## [Exercise brief]
Give back every row below word for word, leaving the pictures out.

☆ ☆ ☆

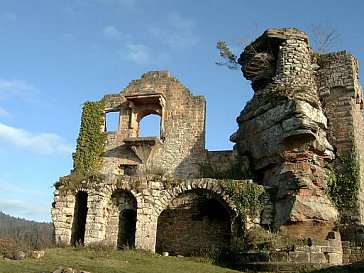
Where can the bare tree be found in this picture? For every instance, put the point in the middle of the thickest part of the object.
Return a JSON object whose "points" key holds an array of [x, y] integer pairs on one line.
{"points": [[323, 36], [230, 59]]}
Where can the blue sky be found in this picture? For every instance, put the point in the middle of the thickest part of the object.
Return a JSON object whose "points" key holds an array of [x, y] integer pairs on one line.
{"points": [[57, 54]]}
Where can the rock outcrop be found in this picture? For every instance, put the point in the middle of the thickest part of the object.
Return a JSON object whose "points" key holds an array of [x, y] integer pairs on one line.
{"points": [[283, 129]]}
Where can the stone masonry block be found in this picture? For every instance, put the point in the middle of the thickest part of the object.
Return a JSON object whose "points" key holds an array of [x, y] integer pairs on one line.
{"points": [[318, 257], [334, 258], [279, 257], [299, 256]]}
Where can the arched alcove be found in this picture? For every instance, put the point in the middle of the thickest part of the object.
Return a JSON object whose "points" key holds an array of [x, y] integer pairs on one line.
{"points": [[195, 221], [79, 218], [150, 125], [125, 206]]}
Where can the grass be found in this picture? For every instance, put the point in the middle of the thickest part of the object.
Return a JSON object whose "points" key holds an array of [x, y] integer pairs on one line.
{"points": [[110, 261]]}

☆ ☆ ☆

## [Result of the task]
Where can the bare tree be found in this picture? For every instance, put the point in the middle of the thickest part of the object.
Return a JSON object whose "points" key holds an array of [x, y] integer pairs on one line.
{"points": [[323, 36], [230, 59]]}
Where can the blue sky be found in this picture? For every instance, put the point in the middle of the thickest part of the object.
Return a JSON object whose "points" key holds an array of [x, y] integer pairs on one line.
{"points": [[57, 54]]}
Where can the rock outcrop be found in this picture? For every instance, put the point in the middle of the thickest part of the object.
Return a JSON object whose "points" key holds an array of [x, y] integer pairs on one line.
{"points": [[283, 129]]}
Where can the stone masonry block be found in this picture? For every instance, put the point in the middle of the thickest part of the object.
Return a JSON object whose "points" key holds an array of [x, y] integer pairs on one line.
{"points": [[318, 257], [334, 258], [279, 257], [299, 256]]}
Where can the arched alcove be found in this picture? For every instance, put the point in the middle of the thickest part of the object.
Return a JSON object whose "points" key holds an array of [x, y] integer pairs on one line.
{"points": [[195, 221], [79, 218], [150, 125], [125, 206]]}
Where can the grass be found in this picture? For every instance, put the point in the middle of the thickest part of the object.
Return a JSON object whose "points" key holds an array of [x, y] integer pairs on one line.
{"points": [[110, 261]]}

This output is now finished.